Prompt -> Please reproduce the part of the blog post between "Originally published 4/05/11" and "is facing discipline.", inclusive.

Document extract ->

────────────────────

Saturday, December 10, 2011

Teacher ridicules 7 year old student on Facebook

Originally published 4/05/11 on lubbockonline.com/glasshouses

Andre Yoskowitz at Afterdawn.com reports that a teacher at a school in Chicago faces discipline for making fun of a students hair on Facebook. This was bad enough when I assumed it was a teacher making fun of a middle or high school student. But it wasn't. The student was a 7 year old who asked her mom to do her hair like a picture in a magazine. It looked cute, so mom tied Jolly Rancher candies to her daughters hair. Other teachers complimented the child for her colorful hairstyle, so why should a teacher wanting a picture make a 7 year old suspicious? The teacher posted the picture on her Facebook with some rude comments. Inevitably, someone who knew the parent and was friended with the teacher saw the photo and the comments. The parent complained and the teacher is facing discipline.

────────────────────

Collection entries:
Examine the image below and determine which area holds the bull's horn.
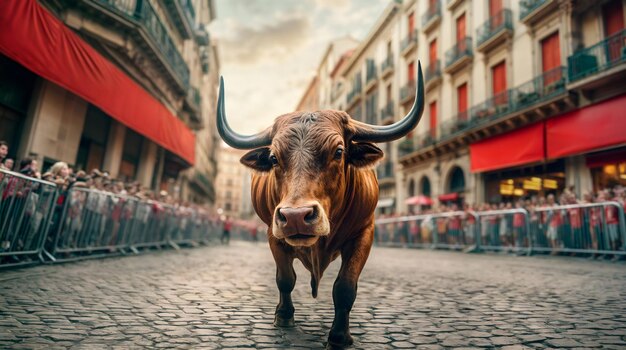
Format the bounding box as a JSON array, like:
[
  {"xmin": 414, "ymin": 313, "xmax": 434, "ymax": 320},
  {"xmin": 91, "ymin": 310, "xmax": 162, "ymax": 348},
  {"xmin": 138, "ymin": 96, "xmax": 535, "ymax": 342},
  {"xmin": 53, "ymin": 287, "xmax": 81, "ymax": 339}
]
[
  {"xmin": 352, "ymin": 62, "xmax": 424, "ymax": 142},
  {"xmin": 217, "ymin": 76, "xmax": 272, "ymax": 149}
]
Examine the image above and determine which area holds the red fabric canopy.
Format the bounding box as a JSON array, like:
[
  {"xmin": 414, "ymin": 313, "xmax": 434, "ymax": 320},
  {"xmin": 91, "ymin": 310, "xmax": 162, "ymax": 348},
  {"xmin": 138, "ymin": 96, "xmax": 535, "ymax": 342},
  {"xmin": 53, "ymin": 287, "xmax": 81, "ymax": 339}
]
[
  {"xmin": 546, "ymin": 95, "xmax": 626, "ymax": 158},
  {"xmin": 470, "ymin": 122, "xmax": 545, "ymax": 172},
  {"xmin": 0, "ymin": 0, "xmax": 195, "ymax": 164}
]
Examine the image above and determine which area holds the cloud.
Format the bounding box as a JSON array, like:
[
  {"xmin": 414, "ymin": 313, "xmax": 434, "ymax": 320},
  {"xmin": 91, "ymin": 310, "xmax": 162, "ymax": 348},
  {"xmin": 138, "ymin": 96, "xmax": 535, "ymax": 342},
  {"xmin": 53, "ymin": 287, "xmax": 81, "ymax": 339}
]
[{"xmin": 214, "ymin": 14, "xmax": 311, "ymax": 65}]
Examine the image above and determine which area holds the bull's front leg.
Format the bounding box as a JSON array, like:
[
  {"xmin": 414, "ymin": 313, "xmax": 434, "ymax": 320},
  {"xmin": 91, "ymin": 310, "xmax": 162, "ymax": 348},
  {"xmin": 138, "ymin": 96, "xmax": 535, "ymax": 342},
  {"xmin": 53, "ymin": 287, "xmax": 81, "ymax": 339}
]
[
  {"xmin": 328, "ymin": 225, "xmax": 374, "ymax": 349},
  {"xmin": 269, "ymin": 237, "xmax": 296, "ymax": 327}
]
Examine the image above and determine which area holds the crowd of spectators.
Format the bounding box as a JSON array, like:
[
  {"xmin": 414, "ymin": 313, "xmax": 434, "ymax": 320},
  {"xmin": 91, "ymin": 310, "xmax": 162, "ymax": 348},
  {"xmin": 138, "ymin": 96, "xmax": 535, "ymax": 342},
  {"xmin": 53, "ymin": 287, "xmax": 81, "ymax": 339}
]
[{"xmin": 376, "ymin": 186, "xmax": 626, "ymax": 254}]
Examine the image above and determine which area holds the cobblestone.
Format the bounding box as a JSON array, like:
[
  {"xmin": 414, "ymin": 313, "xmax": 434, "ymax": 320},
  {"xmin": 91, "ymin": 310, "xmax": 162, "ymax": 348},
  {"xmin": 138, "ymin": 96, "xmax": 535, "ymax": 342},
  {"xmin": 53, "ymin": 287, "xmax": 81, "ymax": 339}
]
[{"xmin": 0, "ymin": 242, "xmax": 626, "ymax": 350}]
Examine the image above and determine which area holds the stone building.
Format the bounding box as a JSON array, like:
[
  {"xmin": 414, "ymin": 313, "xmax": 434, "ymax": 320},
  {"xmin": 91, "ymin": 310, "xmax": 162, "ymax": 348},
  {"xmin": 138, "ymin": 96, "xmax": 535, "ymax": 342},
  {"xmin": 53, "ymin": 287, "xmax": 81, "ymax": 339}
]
[
  {"xmin": 294, "ymin": 0, "xmax": 626, "ymax": 212},
  {"xmin": 0, "ymin": 0, "xmax": 219, "ymax": 203}
]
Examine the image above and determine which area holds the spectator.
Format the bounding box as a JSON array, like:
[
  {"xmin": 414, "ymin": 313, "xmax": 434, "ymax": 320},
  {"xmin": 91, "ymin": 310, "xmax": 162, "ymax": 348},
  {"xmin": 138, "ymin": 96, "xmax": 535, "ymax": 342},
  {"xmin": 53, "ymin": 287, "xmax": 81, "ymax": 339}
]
[{"xmin": 0, "ymin": 141, "xmax": 9, "ymax": 164}]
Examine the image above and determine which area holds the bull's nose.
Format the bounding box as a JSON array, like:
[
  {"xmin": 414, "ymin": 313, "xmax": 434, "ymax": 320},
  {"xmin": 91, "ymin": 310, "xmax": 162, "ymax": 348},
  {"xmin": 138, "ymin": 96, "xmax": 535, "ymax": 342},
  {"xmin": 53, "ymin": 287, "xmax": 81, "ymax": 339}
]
[{"xmin": 276, "ymin": 206, "xmax": 317, "ymax": 236}]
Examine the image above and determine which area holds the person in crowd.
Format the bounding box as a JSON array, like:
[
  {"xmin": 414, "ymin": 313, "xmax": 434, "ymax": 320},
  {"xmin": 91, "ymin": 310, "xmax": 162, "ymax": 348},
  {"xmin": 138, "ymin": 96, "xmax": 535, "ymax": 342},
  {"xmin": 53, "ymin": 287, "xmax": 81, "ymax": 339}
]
[
  {"xmin": 220, "ymin": 216, "xmax": 233, "ymax": 244},
  {"xmin": 0, "ymin": 157, "xmax": 15, "ymax": 171},
  {"xmin": 0, "ymin": 140, "xmax": 9, "ymax": 164}
]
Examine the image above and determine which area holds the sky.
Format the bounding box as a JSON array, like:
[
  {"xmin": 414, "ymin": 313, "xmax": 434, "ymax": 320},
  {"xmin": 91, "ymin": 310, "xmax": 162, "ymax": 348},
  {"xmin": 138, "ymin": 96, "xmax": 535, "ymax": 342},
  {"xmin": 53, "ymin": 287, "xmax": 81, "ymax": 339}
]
[{"xmin": 209, "ymin": 0, "xmax": 393, "ymax": 134}]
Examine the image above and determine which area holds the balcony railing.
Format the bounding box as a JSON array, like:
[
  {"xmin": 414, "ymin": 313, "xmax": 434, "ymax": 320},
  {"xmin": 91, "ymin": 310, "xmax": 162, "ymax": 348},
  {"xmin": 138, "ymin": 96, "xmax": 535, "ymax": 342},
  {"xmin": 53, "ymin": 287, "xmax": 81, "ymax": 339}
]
[
  {"xmin": 400, "ymin": 80, "xmax": 415, "ymax": 103},
  {"xmin": 380, "ymin": 101, "xmax": 394, "ymax": 121},
  {"xmin": 476, "ymin": 9, "xmax": 513, "ymax": 46},
  {"xmin": 519, "ymin": 0, "xmax": 550, "ymax": 20},
  {"xmin": 424, "ymin": 60, "xmax": 441, "ymax": 84},
  {"xmin": 400, "ymin": 29, "xmax": 417, "ymax": 52},
  {"xmin": 422, "ymin": 0, "xmax": 441, "ymax": 27},
  {"xmin": 446, "ymin": 36, "xmax": 473, "ymax": 67},
  {"xmin": 511, "ymin": 67, "xmax": 565, "ymax": 111},
  {"xmin": 100, "ymin": 0, "xmax": 189, "ymax": 89},
  {"xmin": 380, "ymin": 53, "xmax": 393, "ymax": 75},
  {"xmin": 376, "ymin": 162, "xmax": 393, "ymax": 179},
  {"xmin": 365, "ymin": 64, "xmax": 378, "ymax": 85},
  {"xmin": 567, "ymin": 30, "xmax": 626, "ymax": 82}
]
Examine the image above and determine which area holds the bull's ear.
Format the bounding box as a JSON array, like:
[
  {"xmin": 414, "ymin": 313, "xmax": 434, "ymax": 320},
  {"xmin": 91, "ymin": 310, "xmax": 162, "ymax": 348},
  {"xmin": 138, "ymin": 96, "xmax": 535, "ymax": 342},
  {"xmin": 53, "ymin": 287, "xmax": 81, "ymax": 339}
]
[
  {"xmin": 348, "ymin": 142, "xmax": 383, "ymax": 168},
  {"xmin": 239, "ymin": 147, "xmax": 272, "ymax": 171}
]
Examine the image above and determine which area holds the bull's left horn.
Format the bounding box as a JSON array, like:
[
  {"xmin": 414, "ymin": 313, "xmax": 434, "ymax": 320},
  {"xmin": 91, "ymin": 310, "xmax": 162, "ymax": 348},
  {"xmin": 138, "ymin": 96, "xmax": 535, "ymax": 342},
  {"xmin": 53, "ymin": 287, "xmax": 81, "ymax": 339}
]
[
  {"xmin": 217, "ymin": 76, "xmax": 272, "ymax": 149},
  {"xmin": 352, "ymin": 62, "xmax": 424, "ymax": 142}
]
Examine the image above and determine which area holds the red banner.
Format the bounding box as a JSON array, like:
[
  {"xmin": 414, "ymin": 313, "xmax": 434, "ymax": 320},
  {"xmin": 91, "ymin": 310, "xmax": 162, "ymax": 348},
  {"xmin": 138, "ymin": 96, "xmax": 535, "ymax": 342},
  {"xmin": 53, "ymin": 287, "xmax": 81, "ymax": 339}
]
[
  {"xmin": 0, "ymin": 0, "xmax": 195, "ymax": 165},
  {"xmin": 546, "ymin": 95, "xmax": 626, "ymax": 158},
  {"xmin": 470, "ymin": 122, "xmax": 545, "ymax": 172}
]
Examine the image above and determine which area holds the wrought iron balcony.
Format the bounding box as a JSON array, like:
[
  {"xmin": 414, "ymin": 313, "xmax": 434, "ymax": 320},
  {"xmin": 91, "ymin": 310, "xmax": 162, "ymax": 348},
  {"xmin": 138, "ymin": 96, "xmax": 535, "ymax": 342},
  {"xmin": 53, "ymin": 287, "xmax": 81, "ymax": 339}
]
[
  {"xmin": 380, "ymin": 101, "xmax": 394, "ymax": 124},
  {"xmin": 380, "ymin": 53, "xmax": 393, "ymax": 78},
  {"xmin": 400, "ymin": 29, "xmax": 417, "ymax": 54},
  {"xmin": 424, "ymin": 60, "xmax": 441, "ymax": 85},
  {"xmin": 400, "ymin": 80, "xmax": 415, "ymax": 103},
  {"xmin": 567, "ymin": 30, "xmax": 626, "ymax": 82},
  {"xmin": 476, "ymin": 9, "xmax": 513, "ymax": 51},
  {"xmin": 98, "ymin": 0, "xmax": 189, "ymax": 90},
  {"xmin": 422, "ymin": 0, "xmax": 441, "ymax": 31},
  {"xmin": 446, "ymin": 36, "xmax": 474, "ymax": 72}
]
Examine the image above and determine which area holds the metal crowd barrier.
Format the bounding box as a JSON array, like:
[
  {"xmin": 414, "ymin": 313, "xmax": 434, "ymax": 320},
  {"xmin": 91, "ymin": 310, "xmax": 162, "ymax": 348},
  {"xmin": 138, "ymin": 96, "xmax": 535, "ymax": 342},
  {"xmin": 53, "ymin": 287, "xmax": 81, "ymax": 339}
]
[
  {"xmin": 374, "ymin": 211, "xmax": 478, "ymax": 249},
  {"xmin": 531, "ymin": 202, "xmax": 626, "ymax": 255},
  {"xmin": 374, "ymin": 202, "xmax": 626, "ymax": 255},
  {"xmin": 0, "ymin": 170, "xmax": 57, "ymax": 266}
]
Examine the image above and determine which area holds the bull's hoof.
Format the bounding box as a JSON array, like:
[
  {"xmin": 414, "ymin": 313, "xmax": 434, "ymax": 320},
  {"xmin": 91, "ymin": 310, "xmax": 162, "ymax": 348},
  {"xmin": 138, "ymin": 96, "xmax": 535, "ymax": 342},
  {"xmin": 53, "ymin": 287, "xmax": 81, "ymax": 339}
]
[
  {"xmin": 274, "ymin": 315, "xmax": 296, "ymax": 328},
  {"xmin": 326, "ymin": 330, "xmax": 354, "ymax": 350}
]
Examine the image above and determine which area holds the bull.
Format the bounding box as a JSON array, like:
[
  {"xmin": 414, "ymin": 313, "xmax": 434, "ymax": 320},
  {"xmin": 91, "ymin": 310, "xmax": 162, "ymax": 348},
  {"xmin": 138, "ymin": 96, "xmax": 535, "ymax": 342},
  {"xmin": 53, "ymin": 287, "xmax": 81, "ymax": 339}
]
[{"xmin": 217, "ymin": 64, "xmax": 424, "ymax": 348}]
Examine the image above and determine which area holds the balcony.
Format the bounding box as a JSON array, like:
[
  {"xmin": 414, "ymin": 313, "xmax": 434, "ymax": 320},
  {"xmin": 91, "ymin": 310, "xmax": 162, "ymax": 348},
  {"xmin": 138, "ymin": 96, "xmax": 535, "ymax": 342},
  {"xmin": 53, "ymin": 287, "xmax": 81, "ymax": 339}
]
[
  {"xmin": 476, "ymin": 9, "xmax": 513, "ymax": 53},
  {"xmin": 160, "ymin": 0, "xmax": 196, "ymax": 39},
  {"xmin": 380, "ymin": 101, "xmax": 394, "ymax": 125},
  {"xmin": 380, "ymin": 53, "xmax": 393, "ymax": 79},
  {"xmin": 400, "ymin": 80, "xmax": 415, "ymax": 104},
  {"xmin": 446, "ymin": 37, "xmax": 474, "ymax": 74},
  {"xmin": 519, "ymin": 0, "xmax": 559, "ymax": 25},
  {"xmin": 424, "ymin": 60, "xmax": 441, "ymax": 91},
  {"xmin": 446, "ymin": 0, "xmax": 464, "ymax": 11},
  {"xmin": 93, "ymin": 0, "xmax": 189, "ymax": 91},
  {"xmin": 365, "ymin": 61, "xmax": 378, "ymax": 91},
  {"xmin": 376, "ymin": 162, "xmax": 393, "ymax": 180},
  {"xmin": 422, "ymin": 0, "xmax": 441, "ymax": 32},
  {"xmin": 567, "ymin": 30, "xmax": 626, "ymax": 85},
  {"xmin": 400, "ymin": 29, "xmax": 417, "ymax": 56},
  {"xmin": 400, "ymin": 67, "xmax": 576, "ymax": 166}
]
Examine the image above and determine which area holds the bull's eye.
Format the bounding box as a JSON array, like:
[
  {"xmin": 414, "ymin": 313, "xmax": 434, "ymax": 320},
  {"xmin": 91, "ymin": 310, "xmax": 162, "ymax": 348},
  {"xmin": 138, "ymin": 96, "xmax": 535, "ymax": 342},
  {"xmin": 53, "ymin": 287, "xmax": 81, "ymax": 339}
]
[
  {"xmin": 335, "ymin": 147, "xmax": 343, "ymax": 160},
  {"xmin": 270, "ymin": 154, "xmax": 278, "ymax": 166}
]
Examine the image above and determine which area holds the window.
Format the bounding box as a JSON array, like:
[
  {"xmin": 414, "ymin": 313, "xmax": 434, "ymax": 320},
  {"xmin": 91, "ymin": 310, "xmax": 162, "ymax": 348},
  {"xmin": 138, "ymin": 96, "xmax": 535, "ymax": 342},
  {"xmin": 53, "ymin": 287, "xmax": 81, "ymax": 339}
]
[
  {"xmin": 456, "ymin": 14, "xmax": 466, "ymax": 44},
  {"xmin": 491, "ymin": 61, "xmax": 508, "ymax": 105},
  {"xmin": 428, "ymin": 101, "xmax": 437, "ymax": 139},
  {"xmin": 456, "ymin": 83, "xmax": 467, "ymax": 120},
  {"xmin": 541, "ymin": 32, "xmax": 561, "ymax": 86}
]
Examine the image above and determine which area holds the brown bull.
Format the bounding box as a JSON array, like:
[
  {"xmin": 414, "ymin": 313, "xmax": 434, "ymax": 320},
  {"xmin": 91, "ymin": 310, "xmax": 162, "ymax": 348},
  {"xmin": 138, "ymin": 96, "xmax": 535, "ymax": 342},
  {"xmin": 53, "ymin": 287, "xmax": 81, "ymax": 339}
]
[{"xmin": 217, "ymin": 66, "xmax": 424, "ymax": 347}]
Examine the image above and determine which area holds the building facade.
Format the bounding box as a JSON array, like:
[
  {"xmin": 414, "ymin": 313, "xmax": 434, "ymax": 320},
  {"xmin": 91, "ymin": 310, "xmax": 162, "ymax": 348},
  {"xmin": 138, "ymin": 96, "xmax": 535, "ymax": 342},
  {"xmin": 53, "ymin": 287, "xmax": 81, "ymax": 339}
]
[
  {"xmin": 215, "ymin": 147, "xmax": 250, "ymax": 219},
  {"xmin": 0, "ymin": 0, "xmax": 219, "ymax": 203},
  {"xmin": 294, "ymin": 0, "xmax": 626, "ymax": 212}
]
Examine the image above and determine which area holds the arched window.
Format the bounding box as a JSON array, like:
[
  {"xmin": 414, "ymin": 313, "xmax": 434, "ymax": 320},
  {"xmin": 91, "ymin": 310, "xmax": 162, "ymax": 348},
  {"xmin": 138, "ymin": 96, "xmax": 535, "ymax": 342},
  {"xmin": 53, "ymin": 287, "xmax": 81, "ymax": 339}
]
[
  {"xmin": 448, "ymin": 166, "xmax": 465, "ymax": 193},
  {"xmin": 420, "ymin": 176, "xmax": 430, "ymax": 197}
]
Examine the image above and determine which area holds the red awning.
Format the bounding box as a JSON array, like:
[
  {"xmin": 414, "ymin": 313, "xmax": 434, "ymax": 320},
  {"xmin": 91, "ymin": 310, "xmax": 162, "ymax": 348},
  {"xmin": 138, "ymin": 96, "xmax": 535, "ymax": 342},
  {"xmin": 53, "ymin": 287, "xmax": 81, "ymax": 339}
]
[
  {"xmin": 404, "ymin": 194, "xmax": 433, "ymax": 205},
  {"xmin": 0, "ymin": 0, "xmax": 195, "ymax": 164},
  {"xmin": 437, "ymin": 192, "xmax": 459, "ymax": 202},
  {"xmin": 546, "ymin": 95, "xmax": 626, "ymax": 158},
  {"xmin": 470, "ymin": 122, "xmax": 545, "ymax": 172}
]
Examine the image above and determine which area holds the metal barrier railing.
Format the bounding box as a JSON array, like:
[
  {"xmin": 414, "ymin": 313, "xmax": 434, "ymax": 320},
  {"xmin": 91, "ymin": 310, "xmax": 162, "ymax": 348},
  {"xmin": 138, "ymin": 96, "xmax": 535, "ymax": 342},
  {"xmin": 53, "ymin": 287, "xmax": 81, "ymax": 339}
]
[
  {"xmin": 374, "ymin": 202, "xmax": 626, "ymax": 255},
  {"xmin": 0, "ymin": 170, "xmax": 57, "ymax": 266},
  {"xmin": 533, "ymin": 202, "xmax": 626, "ymax": 255},
  {"xmin": 374, "ymin": 211, "xmax": 477, "ymax": 249}
]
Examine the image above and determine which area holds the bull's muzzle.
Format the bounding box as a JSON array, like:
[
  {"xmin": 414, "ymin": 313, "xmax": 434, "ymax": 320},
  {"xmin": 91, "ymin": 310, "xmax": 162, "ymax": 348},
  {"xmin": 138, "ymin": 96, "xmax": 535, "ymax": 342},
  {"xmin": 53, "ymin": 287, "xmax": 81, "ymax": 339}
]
[{"xmin": 273, "ymin": 202, "xmax": 330, "ymax": 246}]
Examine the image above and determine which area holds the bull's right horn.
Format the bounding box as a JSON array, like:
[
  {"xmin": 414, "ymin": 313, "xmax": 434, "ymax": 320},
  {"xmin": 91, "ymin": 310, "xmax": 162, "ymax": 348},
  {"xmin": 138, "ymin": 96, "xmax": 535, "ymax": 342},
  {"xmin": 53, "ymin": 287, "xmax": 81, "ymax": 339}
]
[
  {"xmin": 217, "ymin": 76, "xmax": 272, "ymax": 149},
  {"xmin": 352, "ymin": 62, "xmax": 424, "ymax": 142}
]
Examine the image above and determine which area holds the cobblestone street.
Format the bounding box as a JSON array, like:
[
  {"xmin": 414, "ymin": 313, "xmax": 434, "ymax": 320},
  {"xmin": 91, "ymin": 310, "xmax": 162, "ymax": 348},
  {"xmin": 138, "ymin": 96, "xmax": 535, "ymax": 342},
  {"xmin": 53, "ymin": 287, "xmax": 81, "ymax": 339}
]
[{"xmin": 0, "ymin": 242, "xmax": 626, "ymax": 349}]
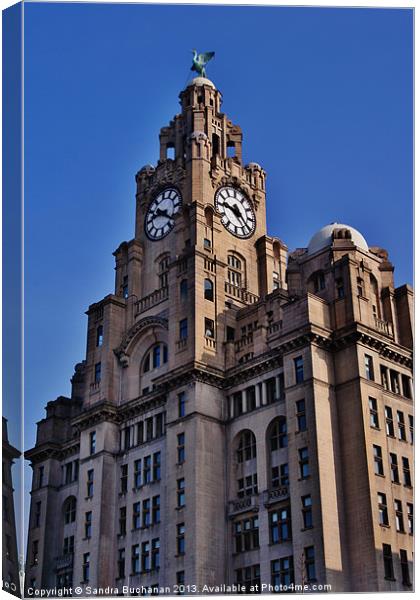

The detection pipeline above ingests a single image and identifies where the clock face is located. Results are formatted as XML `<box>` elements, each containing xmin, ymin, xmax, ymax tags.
<box><xmin>144</xmin><ymin>188</ymin><xmax>182</xmax><ymax>240</ymax></box>
<box><xmin>215</xmin><ymin>186</ymin><xmax>256</xmax><ymax>238</ymax></box>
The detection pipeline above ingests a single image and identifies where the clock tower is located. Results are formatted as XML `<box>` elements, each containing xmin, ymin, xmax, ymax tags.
<box><xmin>26</xmin><ymin>71</ymin><xmax>414</xmax><ymax>596</ymax></box>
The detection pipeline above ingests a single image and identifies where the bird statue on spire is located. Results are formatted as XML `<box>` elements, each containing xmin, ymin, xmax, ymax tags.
<box><xmin>191</xmin><ymin>50</ymin><xmax>214</xmax><ymax>77</ymax></box>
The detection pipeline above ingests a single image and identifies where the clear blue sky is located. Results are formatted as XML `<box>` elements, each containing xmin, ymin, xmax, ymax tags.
<box><xmin>25</xmin><ymin>3</ymin><xmax>413</xmax><ymax>448</ymax></box>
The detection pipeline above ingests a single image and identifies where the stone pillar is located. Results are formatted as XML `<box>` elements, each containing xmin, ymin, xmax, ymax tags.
<box><xmin>261</xmin><ymin>381</ymin><xmax>267</xmax><ymax>406</ymax></box>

────────────────────

Output for this exercise ->
Originally published 4/05/11 on lubbockonline.com/glasshouses

Andre Yoskowitz at Afterdawn.com reports that a teacher at a school in Chicago faces discipline for making fun of a students hair on Facebook. This was bad enough when I assumed it was a teacher making fun of a middle or high school student. But it wasn't. The student was a 7 year old who asked her mom to do her hair like a picture in a magazine. It looked cute, so mom tied Jolly Rancher candies to her daughters hair. Other teachers complimented the child for her colorful hairstyle, so why should a teacher wanting a picture make a 7 year old suspicious? The teacher posted the picture on her Facebook with some rude comments. Inevitably, someone who knew the parent and was friended with the teacher saw the photo and the comments. The parent complained and the teacher is facing discipline.